(SOURCE MATERIAL begins)

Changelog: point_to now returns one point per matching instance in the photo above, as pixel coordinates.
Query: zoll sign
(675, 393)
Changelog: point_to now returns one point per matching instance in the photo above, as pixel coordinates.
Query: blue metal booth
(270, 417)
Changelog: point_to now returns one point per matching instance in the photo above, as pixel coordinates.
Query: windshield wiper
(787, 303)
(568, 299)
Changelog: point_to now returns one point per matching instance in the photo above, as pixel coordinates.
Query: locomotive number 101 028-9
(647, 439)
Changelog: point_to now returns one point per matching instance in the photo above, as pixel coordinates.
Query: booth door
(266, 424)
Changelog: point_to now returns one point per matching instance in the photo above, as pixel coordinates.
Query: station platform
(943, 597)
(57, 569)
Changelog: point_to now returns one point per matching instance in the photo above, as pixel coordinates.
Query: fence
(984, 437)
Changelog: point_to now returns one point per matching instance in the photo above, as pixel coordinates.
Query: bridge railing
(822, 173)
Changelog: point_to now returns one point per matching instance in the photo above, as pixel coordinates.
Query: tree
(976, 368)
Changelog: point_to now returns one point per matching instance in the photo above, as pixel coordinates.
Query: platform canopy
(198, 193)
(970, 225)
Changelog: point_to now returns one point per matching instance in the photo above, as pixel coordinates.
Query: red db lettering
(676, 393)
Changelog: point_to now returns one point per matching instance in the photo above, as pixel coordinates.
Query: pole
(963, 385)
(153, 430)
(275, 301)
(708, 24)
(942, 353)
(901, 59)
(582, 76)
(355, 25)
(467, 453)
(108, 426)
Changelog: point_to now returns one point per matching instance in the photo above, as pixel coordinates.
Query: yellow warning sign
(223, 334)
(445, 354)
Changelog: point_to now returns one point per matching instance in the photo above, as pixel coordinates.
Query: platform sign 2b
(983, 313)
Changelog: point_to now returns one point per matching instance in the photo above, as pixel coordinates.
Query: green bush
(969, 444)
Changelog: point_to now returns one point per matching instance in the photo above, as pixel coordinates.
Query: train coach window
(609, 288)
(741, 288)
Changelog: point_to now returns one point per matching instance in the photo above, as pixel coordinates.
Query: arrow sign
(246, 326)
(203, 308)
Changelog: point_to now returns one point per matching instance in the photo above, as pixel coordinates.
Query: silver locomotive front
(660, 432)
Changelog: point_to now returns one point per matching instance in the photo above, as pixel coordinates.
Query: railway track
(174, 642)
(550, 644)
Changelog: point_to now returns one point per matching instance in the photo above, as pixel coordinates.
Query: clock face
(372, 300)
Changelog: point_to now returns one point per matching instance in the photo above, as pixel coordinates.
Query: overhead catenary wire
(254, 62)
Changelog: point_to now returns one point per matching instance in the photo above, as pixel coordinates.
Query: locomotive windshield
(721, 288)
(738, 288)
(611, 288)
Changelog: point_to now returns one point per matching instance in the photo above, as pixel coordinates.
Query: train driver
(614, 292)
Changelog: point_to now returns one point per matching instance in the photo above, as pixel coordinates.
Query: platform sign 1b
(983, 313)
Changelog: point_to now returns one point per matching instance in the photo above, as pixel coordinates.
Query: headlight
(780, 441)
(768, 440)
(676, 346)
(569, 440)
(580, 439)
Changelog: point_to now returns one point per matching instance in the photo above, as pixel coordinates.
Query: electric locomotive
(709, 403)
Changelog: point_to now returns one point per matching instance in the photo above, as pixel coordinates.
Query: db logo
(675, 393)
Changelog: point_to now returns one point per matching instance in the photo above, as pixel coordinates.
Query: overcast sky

(SOURCE MATERIAL ends)

The answer must be the complete set of entries, retyped exactly.

Changelog: point_to now returns one point per matching instance in the photo above, as pixel coordinates.
Query: zoll sign
(675, 393)
Changelog: point_to now returns one point per matching instance in the photo above, as pixel coordinates.
Query: blue metal booth
(270, 417)
Changelog: point_to now returns one point per matching instance in the photo above, as pixel coordinates.
Query: windshield wiper
(787, 303)
(568, 299)
Changelog: point_to now returns one point per matching instance in the photo above, as pixel coordinates.
Query: locomotive number 101 028-9
(647, 439)
Changelog: point_to now returns one point per matching instance in the photo above, as pixel coordinates.
Query: booth door
(266, 424)
Changelog: point_to now returns one point per matching instance in the photo above, as pixel coordinates.
Query: station platform
(943, 597)
(57, 569)
Changelog: point_to now returns one point per matching instance in the photo above, as pixel coordinates.
Query: fence
(984, 437)
Changelog: point_to now returns one point per matching instance in the photo above, as pixel coordinates.
Query: bridge railing
(822, 173)
Changelog: point_to now returns one point per matching instance in the photo above, as pixel coordinates.
Query: tree
(976, 368)
Changelog: point_to now returns one point per matching instance in the photo above, as pixel coordinates.
Query: platform canopy
(198, 193)
(970, 225)
Changelog: point_to now returns one point per matching instance in the photo above, as pixel coordinates.
Query: red db lettering
(676, 393)
Changelog: point_to now returns one point per matching instance in the photo above, as pixel coordinates.
Query: pole
(963, 385)
(153, 430)
(275, 301)
(708, 24)
(942, 353)
(901, 59)
(582, 76)
(355, 25)
(467, 453)
(108, 426)
Changelog: point_to now returns one point per matching instance in the photo above, as pixel coordinates.
Query: yellow warning sign
(223, 334)
(445, 354)
Changelog: point_to now returns one point per matching instance in the photo above, as pixel coordinates.
Query: platform sign 2b
(983, 313)
Changelog: point_to now returns one point per matching instance in the photo above, as pixel coordinates.
Query: green bush
(969, 444)
Changelog: point_to now returns one point per matching instance in the photo above, as pixel coordinates.
Query: train coach window
(609, 288)
(741, 288)
Changelog: point_to now returns one point per matching instance in the photo above, as pixel coordinates.
Query: arrow sign
(246, 326)
(203, 308)
Changelog: point_to now returns one point per matching instance in the photo above, as pixel coordinates.
Query: silver locomotive front
(660, 432)
Changelog: point_to now returns one point per matching instance in the photo above, as pixel coordinates.
Query: railway track
(174, 642)
(550, 644)
Changelog: point_to now returns one point per matching instance in the photo above, as pixel coordinates.
Query: clock face
(372, 300)
Changelog: point_to now returns one point per matching instance in the photo above, as pixel coordinates.
Query: overhead catenary wire
(254, 62)
Changelog: point_to now returns one point per matching instance in the photo above, as pixel coordinates.
Query: locomotive windshield
(721, 288)
(738, 288)
(611, 288)
Changelog: point_to now returns one point per matching instance in the photo above, as pixel coordinates.
Query: train driver
(614, 292)
Changelog: point_to now returns one point per matching instance in the photo above, as pixel coordinates.
Query: platform sign 1b
(983, 313)
Changelog: point_to now returns one point per matching instance in the photo above, as pixel coordinates.
Query: headlight
(780, 441)
(768, 440)
(676, 346)
(569, 440)
(580, 439)
Changelog: point_to now returns one point per matching instance in the photo above, as pixel coordinates.
Query: electric locomotive
(709, 403)
Changelog: point_to now returns one point per matching instance in the photo above, as pixel coordinates.
Query: db logo
(675, 393)
Changelog: point_to now returns one point per matching instance in the photo above, as pixel coordinates.
Query: overcast sky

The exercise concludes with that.